◆ Items listed in a dataset:
-=-=-

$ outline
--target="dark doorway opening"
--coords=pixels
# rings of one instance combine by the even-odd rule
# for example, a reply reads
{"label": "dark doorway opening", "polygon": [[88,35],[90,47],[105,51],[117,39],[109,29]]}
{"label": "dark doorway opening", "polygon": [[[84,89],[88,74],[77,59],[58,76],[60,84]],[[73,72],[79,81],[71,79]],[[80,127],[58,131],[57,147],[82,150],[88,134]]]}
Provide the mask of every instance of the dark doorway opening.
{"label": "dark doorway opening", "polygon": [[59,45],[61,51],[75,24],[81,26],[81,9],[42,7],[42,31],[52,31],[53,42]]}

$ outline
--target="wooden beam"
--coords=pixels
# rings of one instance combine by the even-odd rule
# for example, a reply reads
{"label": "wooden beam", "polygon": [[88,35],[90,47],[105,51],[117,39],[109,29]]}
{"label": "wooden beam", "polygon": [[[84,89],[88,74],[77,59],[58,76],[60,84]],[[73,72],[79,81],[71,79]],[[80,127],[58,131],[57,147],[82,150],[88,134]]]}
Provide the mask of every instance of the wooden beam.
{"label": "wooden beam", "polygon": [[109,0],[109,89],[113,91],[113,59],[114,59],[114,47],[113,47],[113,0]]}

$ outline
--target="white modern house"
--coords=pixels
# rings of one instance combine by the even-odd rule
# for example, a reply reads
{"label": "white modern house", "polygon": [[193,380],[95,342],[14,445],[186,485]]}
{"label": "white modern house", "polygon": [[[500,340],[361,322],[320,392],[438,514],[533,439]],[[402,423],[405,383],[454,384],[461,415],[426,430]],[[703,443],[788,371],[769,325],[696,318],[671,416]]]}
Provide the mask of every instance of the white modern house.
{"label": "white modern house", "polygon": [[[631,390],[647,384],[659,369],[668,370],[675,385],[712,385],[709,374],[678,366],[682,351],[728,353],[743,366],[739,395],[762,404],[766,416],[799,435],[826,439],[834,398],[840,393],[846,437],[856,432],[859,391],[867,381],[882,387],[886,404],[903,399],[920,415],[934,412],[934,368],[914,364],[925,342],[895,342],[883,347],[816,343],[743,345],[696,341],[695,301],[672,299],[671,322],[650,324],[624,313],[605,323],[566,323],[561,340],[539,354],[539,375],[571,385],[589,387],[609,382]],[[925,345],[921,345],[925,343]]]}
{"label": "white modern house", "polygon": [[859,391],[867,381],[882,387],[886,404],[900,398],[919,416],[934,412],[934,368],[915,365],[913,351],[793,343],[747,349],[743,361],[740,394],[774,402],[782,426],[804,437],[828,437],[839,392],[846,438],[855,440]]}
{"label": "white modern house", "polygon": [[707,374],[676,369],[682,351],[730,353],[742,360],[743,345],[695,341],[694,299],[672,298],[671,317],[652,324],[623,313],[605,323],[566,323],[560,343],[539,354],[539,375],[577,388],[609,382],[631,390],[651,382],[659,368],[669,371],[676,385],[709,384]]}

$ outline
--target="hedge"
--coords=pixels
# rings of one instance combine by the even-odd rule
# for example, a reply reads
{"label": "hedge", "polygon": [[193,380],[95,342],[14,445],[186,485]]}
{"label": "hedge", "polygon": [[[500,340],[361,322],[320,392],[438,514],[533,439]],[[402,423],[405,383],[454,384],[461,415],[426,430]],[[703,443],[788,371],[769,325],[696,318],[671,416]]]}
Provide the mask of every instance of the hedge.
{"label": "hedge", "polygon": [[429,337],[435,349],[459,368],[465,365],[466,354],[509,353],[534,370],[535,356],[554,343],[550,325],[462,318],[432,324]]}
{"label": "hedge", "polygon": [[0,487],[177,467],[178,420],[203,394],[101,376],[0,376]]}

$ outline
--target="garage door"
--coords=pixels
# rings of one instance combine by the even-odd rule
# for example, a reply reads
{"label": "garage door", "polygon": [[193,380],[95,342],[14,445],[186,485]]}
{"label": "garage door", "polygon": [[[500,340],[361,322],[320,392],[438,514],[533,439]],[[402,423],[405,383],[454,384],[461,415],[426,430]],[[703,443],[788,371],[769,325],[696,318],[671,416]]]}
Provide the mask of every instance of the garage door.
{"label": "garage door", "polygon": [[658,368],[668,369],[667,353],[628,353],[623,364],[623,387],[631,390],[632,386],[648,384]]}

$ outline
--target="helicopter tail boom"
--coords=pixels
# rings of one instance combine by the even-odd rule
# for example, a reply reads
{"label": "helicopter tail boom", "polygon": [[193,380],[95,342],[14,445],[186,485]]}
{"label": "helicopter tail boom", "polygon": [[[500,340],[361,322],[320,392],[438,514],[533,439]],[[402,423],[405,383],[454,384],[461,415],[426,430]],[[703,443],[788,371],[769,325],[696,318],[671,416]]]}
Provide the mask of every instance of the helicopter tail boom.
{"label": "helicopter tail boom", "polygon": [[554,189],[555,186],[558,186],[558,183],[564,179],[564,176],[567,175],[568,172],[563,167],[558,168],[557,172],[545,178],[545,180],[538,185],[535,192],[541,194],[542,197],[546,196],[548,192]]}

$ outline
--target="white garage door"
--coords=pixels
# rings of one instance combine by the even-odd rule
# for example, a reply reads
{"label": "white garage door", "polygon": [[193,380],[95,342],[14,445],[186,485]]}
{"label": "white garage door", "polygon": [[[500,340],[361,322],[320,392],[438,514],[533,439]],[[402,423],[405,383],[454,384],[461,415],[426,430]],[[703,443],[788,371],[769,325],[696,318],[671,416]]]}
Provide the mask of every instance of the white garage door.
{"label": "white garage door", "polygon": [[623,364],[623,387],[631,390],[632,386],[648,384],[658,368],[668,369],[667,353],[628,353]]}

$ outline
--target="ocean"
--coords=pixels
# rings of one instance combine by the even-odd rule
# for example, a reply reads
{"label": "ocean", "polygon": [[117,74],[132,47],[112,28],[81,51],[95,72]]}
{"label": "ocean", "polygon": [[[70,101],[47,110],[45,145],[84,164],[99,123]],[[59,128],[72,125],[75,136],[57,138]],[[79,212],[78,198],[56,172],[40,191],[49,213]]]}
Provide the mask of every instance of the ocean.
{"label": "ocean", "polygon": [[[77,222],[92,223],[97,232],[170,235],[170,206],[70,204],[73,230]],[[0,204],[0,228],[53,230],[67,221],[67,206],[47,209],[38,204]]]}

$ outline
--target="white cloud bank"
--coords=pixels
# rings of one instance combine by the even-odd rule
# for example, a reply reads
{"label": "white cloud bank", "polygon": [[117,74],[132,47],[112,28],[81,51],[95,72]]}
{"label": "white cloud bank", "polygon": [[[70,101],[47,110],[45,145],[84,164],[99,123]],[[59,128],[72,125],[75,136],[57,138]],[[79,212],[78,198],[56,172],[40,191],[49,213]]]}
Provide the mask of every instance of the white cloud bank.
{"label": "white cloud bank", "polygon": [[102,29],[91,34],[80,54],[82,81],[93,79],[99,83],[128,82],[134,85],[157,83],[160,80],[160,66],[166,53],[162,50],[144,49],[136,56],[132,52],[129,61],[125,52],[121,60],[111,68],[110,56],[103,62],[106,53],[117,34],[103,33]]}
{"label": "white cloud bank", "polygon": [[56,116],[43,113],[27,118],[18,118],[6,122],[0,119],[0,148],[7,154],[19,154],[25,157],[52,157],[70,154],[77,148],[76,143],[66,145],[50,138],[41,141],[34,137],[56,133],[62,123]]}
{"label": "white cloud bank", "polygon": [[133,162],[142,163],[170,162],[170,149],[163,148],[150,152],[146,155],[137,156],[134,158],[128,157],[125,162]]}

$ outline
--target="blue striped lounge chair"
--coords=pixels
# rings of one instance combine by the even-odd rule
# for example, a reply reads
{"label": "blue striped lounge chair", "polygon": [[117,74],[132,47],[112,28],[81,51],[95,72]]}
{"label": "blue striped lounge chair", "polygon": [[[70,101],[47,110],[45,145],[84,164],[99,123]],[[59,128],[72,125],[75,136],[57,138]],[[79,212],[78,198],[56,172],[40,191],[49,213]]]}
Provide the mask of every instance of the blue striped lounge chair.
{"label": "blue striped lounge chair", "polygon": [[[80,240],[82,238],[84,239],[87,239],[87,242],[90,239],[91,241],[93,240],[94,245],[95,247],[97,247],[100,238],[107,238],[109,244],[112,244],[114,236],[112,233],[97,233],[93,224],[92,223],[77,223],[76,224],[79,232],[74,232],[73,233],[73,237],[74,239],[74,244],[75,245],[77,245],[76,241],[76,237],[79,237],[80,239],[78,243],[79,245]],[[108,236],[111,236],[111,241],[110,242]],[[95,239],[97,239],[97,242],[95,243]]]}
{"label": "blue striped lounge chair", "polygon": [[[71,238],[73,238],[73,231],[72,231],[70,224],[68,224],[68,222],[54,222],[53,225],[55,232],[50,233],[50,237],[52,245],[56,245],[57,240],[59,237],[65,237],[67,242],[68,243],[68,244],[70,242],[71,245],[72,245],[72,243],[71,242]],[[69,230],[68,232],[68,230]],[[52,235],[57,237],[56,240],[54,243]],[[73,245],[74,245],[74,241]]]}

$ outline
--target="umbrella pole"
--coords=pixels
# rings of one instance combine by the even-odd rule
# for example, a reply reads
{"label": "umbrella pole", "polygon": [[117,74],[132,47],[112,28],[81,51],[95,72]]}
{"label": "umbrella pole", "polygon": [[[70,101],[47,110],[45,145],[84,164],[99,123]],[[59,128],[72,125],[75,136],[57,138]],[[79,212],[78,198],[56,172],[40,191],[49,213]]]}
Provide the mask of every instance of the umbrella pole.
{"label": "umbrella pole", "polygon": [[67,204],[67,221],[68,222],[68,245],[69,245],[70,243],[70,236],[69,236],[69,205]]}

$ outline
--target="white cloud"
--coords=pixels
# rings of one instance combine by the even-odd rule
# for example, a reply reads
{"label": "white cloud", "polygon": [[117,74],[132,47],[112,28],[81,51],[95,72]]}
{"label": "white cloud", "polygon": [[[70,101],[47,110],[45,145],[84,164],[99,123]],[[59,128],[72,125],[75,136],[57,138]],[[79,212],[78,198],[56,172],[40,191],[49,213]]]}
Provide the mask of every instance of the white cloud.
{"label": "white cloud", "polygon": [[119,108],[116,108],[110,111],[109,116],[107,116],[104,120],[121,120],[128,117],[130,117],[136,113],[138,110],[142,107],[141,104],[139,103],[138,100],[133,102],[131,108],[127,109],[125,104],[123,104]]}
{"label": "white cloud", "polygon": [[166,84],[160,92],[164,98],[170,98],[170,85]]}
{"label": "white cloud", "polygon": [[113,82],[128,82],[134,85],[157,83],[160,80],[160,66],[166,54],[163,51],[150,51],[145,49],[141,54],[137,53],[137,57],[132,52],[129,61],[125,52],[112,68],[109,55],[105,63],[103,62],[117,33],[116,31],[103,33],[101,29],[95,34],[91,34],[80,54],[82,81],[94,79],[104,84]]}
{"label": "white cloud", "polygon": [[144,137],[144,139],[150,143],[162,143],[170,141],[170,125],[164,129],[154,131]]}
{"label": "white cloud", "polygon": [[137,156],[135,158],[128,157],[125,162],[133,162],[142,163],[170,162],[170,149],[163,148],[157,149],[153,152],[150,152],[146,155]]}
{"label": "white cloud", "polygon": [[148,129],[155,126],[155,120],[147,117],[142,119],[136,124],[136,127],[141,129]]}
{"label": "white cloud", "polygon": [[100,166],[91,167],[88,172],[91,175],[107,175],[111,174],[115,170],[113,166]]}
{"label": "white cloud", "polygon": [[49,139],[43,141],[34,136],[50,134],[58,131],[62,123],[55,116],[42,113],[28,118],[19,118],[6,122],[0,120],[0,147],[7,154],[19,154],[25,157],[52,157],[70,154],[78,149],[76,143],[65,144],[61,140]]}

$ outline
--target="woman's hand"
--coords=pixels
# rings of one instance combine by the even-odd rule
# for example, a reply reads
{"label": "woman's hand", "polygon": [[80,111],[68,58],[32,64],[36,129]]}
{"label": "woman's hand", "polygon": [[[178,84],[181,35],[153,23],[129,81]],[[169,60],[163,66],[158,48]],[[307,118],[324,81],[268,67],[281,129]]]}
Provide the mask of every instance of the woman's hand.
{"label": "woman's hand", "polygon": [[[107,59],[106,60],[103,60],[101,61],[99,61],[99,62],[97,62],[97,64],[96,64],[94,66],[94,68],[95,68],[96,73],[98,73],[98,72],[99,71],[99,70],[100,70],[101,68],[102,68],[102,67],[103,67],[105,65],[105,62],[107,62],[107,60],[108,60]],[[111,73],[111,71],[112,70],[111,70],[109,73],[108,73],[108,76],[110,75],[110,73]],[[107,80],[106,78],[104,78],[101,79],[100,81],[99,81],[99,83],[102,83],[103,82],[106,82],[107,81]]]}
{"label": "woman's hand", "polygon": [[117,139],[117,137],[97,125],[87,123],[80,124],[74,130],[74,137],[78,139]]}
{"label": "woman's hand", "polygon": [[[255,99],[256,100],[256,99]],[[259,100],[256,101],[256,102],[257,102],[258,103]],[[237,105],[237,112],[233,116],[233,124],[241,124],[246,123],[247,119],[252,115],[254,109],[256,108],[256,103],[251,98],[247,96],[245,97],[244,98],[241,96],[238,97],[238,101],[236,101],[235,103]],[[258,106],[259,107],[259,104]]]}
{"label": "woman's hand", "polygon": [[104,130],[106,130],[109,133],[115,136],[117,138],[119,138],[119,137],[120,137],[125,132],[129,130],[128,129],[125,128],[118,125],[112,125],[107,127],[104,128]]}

-=-=-

◆ Written problem: Starting at the beginning of the data and ending at the line that contains "Provide the mask of every instance of the dark", write the lines out again, swapping "doorway" for "entryway" and changing nothing else.

◆ Response to the exercise:
$ outline
--target="dark entryway opening"
--coords=pixels
# rings of one instance combine by the even-odd rule
# for example, a reply reads
{"label": "dark entryway opening", "polygon": [[88,35],[90,47],[105,51],[117,39],[109,29]]}
{"label": "dark entryway opening", "polygon": [[[84,89],[88,74],[77,59],[58,76],[60,84]],[[73,72],[79,81],[71,79]],[[80,127],[58,131],[57,147],[82,150],[88,134]]]}
Provide the mask of every instance of the dark entryway opening.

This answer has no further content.